Task directions. Pull out every line of the material below and reproduce each one word for word, in the same order.

Input.
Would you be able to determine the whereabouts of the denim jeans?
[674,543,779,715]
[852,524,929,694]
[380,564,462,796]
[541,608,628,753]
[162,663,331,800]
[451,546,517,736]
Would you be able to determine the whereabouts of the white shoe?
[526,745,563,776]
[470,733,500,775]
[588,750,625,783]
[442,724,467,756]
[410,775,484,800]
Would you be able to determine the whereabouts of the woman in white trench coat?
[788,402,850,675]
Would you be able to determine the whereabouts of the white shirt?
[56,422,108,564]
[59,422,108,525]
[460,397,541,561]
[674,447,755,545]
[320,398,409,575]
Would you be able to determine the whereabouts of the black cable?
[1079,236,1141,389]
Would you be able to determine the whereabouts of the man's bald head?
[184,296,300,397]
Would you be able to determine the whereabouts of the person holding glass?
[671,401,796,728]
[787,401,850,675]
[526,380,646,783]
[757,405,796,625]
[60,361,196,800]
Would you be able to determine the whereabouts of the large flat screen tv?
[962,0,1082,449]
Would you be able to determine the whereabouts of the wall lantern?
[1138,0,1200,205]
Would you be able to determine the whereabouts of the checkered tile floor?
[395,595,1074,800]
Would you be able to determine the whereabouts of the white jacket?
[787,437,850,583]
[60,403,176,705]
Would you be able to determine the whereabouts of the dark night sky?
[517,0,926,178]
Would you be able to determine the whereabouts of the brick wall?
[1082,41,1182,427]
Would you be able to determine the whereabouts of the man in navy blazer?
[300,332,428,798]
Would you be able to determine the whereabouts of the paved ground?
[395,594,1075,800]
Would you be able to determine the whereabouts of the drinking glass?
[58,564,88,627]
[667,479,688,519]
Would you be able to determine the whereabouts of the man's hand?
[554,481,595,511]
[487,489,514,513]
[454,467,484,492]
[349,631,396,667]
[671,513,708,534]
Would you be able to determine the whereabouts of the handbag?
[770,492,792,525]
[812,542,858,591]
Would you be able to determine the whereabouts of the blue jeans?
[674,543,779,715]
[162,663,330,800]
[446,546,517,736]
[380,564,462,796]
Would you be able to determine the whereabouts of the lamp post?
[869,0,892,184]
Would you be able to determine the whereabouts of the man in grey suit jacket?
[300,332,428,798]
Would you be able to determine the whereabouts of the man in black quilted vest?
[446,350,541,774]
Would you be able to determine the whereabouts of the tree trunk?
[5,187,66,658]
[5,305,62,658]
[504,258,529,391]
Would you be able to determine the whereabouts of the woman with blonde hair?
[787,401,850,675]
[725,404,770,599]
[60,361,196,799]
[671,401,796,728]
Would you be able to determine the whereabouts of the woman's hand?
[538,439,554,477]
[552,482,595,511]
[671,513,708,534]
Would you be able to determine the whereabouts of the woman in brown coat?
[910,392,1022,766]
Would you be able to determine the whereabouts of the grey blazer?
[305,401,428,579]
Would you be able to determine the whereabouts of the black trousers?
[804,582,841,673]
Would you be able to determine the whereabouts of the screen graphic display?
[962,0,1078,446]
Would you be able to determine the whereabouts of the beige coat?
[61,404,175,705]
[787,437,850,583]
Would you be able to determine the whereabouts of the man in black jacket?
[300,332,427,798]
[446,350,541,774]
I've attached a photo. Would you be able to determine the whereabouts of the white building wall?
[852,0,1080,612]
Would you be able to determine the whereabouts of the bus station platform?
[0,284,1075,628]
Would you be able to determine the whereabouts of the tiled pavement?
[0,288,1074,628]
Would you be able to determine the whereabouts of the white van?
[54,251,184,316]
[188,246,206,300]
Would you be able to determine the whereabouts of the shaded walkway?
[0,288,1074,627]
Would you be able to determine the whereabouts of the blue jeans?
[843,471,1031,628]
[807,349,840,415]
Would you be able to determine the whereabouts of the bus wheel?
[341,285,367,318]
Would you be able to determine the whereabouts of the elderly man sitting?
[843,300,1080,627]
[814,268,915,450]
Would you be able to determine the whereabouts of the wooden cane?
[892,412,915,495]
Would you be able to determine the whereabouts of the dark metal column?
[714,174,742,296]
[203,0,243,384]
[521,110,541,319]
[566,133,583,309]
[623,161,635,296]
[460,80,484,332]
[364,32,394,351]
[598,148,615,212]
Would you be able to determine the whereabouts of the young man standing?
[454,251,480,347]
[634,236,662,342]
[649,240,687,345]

Correct output.
Would you be able to determine the whereabouts of the denim jeans?
[674,543,779,715]
[852,524,929,694]
[380,564,462,796]
[541,608,628,753]
[162,663,331,800]
[451,546,517,736]
Would you be able to determine the whereabouts of the white shoe?
[526,745,563,776]
[470,733,500,775]
[588,750,625,783]
[442,724,467,756]
[410,775,484,800]
Would you be able to determine the whereabouts of the woman in white trench coat?
[788,402,850,675]
Would you be able to determine the whereabouts of the white shirt?
[56,422,108,564]
[59,422,108,525]
[460,397,541,561]
[674,447,755,545]
[320,398,409,575]
Would you be able to determine the whereabouts of the black cable?
[1079,236,1141,389]
Would you be able to determine the whereabouts of the man's bald head?
[184,296,300,397]
Would you be able to determine the whereabouts of the person holding glass?
[671,401,796,728]
[787,401,850,675]
[526,380,646,783]
[757,405,796,625]
[60,361,196,800]
Would you be able to determine the whereabouts of the large flat screen tv?
[962,0,1082,449]
Would you be able to determine the whereabouts of the wall lantern?
[1138,0,1200,205]
Would you be able to determine the whereabouts of the checkered tile floor?
[395,595,1074,800]
Would you be able to determine the whereabouts of the white jacket?
[787,437,850,583]
[60,403,176,705]
Would you be able to determine the whereabouts of the dark night sky?
[517,0,926,178]
Would you be able to determine the whereabouts of the brick wall?
[1082,41,1182,427]
Would you be able to determine the whereabouts of the man in navy blazer?
[300,332,428,798]
Would you be able to determine the whereabouts of the paved ground?
[395,594,1075,800]
Would you be able to determine the whereabouts of the drinking glass?
[58,564,88,627]
[667,479,688,519]
Would you be able to determine the whereabouts of the man's hand?
[554,481,595,511]
[487,489,514,513]
[454,467,484,492]
[349,631,396,667]
[671,513,708,534]
Would you be able to determine the whereabouts of the handbag?
[770,492,792,525]
[812,542,858,591]
Would you be able to determine the whereabouts of the blue jeans?
[674,543,779,715]
[162,663,330,800]
[446,546,517,736]
[380,564,462,796]
Would you be able to determine the whereabouts of the lamp post?
[869,0,892,184]
Would you be able to determine the whereabouts of the man in grey suit jacket?
[300,332,428,798]
Would you be able to determine the whereabouts of the man in black quilted vest?
[446,350,541,774]
Would you be able to determine the whereabouts of the tree trunk?
[5,187,66,658]
[5,305,62,658]
[504,258,529,391]
Would you be able to determine the whereabouts of the woman with blonde hair?
[787,401,850,675]
[725,404,770,599]
[60,361,196,799]
[671,401,796,728]
Would you be able to determine the whereabouts of the woman's hand?
[538,439,554,477]
[552,482,595,511]
[671,513,708,534]
Would you be able to determine the whereabouts of the woman in brown coat?
[910,392,1022,766]
Would you be able to determine the whereabouts of the grey blazer?
[305,401,428,579]
Would you be able to determine the whereabouts of the black trousers?
[804,582,841,673]
Would you be able to determine the whereabouts of the screen graphic display?
[962,0,1078,446]
Would you be able to determine the whereabouts of the beige coat?
[61,404,175,705]
[787,437,850,583]
Would you be able to determine the whereabouts of the man in black jacket?
[300,332,427,798]
[446,350,541,774]
I've attached a photo. Would you be able to determine the whereabouts of the white building wall?
[852,0,1080,612]
Would you be able to determine the whereabouts of the bus station platform?
[0,284,1075,628]
Would you be able to determine the whereabouts of the tiled pavement?
[0,288,1074,628]
Would you be able to determine the whereabouts of the white van?
[54,251,184,316]
[188,246,206,300]
Would you be able to determine the whereabouts of the shaded walkway?
[0,288,1074,627]
Would you be able to determine the whereabouts of the blue jeans?
[843,471,1031,628]
[807,349,840,415]
Would you be able to determine the whereabouts of the bus wheel?
[341,285,367,318]
Would you be able to determine the whereabouts of the elderly man sitting?
[843,300,1080,627]
[814,268,915,450]
Would you be able to determine the whereabouts of the wooden cane?
[892,412,915,495]
Would you be able to determine the whereabouts of the dark metal column?
[714,174,742,296]
[203,0,243,384]
[521,110,541,319]
[566,133,583,309]
[623,161,635,296]
[460,80,484,332]
[364,32,394,351]
[598,148,615,212]
Would you be able to determine the whereabouts of the young man standing?
[454,251,480,347]
[634,236,662,342]
[649,240,687,345]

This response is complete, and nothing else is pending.